One need not speak of ANY specific person's mother to speak about mothers in general. All of the issues connected with "Pussy Riot", the profanation of churches, can be grasped by anyone who is insulted if their mother is attacked.

Capman
09-02-2014, 14:56
Hello rusmeister,

I have absolutely no debate skills, and after reading a great number of posts in these forums, I understand that I am far less educated than the majority here including yourself. At any rate I agree with your connection of Mother and Church, but I honestly don't think any "non-believer" is going to fully appreciate this connection. I think it is because they don't go to church or never been. To them it is just a building where the "brainwashed" go and congregate. For me, the church is also just a building, what is important and sacred is what is shared, taught, felt and the people that belong to it. The bride of Christ.
I can only speak in regards to the U.S. but a strong distaste for Christianity and that way of life is growing there. A lot of it is because of the media only covering the completely misguided and deranged churches that claim to be Christian. There are several other reasons I've seen but my post would be lengthy.

rusmeister
09-02-2014, 16:02
Hello rusmeister,

I have absolutely no debate skills, and after reading a great number of posts in these forums, I understand that I am far less educated than the majority here including yourself. At any rate I agree with your connection of Mother and Church, but I honestly don't think any "non-believer" is going to fully appreciate this connection. I think it is because they don't go to church or never been. To them it is just a building where the "brainwashed" go and congregate. For me, the church is also just a building, what is important and sacred is what is shared, taught, felt and the people that belong to it. The bride of Christ.

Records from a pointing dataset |
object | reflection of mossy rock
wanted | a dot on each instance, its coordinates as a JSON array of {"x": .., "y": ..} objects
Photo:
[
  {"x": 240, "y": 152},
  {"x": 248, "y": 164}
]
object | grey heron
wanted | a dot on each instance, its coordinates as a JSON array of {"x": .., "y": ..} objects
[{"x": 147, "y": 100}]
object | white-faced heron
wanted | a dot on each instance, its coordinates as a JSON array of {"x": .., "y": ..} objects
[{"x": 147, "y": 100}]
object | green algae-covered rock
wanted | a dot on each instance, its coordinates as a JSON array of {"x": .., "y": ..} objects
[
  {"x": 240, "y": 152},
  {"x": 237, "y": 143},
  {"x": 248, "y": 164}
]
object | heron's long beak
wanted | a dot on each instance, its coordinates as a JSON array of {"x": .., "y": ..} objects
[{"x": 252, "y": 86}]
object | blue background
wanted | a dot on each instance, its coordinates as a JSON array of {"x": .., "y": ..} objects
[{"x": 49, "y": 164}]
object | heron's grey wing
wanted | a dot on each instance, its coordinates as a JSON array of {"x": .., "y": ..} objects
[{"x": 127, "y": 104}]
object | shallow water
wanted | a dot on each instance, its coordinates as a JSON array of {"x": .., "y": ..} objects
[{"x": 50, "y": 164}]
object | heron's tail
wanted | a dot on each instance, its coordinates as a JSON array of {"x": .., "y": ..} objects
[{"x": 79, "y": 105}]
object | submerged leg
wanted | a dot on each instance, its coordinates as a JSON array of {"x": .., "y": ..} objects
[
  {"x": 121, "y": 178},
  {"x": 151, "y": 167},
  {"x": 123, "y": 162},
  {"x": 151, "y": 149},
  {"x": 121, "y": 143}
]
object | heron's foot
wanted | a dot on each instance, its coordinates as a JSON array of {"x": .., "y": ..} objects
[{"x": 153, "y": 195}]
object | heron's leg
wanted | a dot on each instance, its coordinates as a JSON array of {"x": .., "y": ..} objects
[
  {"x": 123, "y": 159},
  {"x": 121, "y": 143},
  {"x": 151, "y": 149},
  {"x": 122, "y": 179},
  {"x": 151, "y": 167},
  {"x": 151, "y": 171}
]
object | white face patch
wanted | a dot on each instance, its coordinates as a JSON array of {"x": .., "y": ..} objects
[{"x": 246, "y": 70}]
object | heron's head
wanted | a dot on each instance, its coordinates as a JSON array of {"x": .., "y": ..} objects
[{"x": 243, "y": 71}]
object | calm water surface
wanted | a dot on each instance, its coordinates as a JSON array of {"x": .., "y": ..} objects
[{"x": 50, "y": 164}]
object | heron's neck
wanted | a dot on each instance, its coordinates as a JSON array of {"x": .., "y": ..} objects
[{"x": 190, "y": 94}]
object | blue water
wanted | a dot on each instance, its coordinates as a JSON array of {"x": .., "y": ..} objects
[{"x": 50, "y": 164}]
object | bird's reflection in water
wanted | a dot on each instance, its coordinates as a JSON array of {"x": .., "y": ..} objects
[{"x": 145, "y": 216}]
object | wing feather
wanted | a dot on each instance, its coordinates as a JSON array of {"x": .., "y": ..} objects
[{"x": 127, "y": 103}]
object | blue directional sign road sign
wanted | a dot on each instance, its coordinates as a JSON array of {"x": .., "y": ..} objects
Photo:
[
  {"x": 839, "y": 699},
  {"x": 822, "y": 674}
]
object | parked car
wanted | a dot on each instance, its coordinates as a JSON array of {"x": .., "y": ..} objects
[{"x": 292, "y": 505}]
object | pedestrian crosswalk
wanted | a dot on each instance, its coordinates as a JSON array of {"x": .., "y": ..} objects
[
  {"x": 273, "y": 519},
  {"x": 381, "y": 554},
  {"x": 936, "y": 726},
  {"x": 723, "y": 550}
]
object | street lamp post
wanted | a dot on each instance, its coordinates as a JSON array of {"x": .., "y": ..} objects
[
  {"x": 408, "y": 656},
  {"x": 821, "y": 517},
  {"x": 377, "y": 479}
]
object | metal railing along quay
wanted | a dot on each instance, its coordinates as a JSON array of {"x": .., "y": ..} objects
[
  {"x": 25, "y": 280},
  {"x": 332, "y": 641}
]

Work to complete | Please continue the forum discussion about mothers and the Church from the point where it stops.

Result of this task |
I can only speak in regards to the U.S. but a strong distaste for Christianity and that way of life is growing there. A lot of it is because of the media only covering the completely misguided and deranged churches that claim to be Christian. There are several other reasons I've seen but my post would be lengthy.
Thanks, Cap.
I think there ARE intelligent non-believers; I'll even insist that there are, though frankly, they show themselves much more rarely than I'd like. We hear mostly from the noisy ones that *know* already and don't want to hear anything that would suggest that what they oppose is slightly more complex than they have imagined. So yes, you're right, of course. This sort of thing is for fence-sitters, people who ARE willing to give us a fair shake, and to help THEM understand what desecration is in emotional terms.

Orthodox DON'T "worship" church buildings, but we DO see them to be consecrated places; this could be compared, again, to graves. People don't worship graves, but they do hold them to be special, to represent what they love dearest, and so smearing them in feces or whatever is not insignificant; it DOES bother the person who really WOULD fall at Christ's feet and kiss them just as it bothers the person who would be upset at the desecration of the grave, which represents their mother's memory, who they would gladly fling their arms around if they could.

FTR, I was raised Baptist, seriously practiced it as an older teen for several years, then "wandered the desert" as a lazy agnostic and skeptic for twenty adult years before CS Lewis dragged me back to faith. Why Orthodoxy is another story.

SV1973a
09-02-2014, 16:20
FTR, I was raised Baptist, seriously practiced it as an older teen for several years, then "wandered the desert" as a lazy agnostic and skeptic for twenty adult years before CS Lewis dragged me back to faith. Why Orthodoxy is another story.

Did you have different values in life during the 20 years you were agnostic ?

rusmeister
09-02-2014, 17:20
Did you have different values in life during the 20 years you were agnostic ?

Well, yes. I valued different things. I was gunning for the "better education", "better job", "better home", "better" material things in general.
If you're looking for "did my moral values change dramatically?", some of them did - sexual morality became unimportant to me, for example. "Doing the right thing" became a matter of pragmatism, "if it seemed in my best interests. But no, I didn't think murder and theft were OK, nor do I imply that atheists are immoral. I believe in the moral and even noble atheist. In fact, I know some personally, one is even a good friend.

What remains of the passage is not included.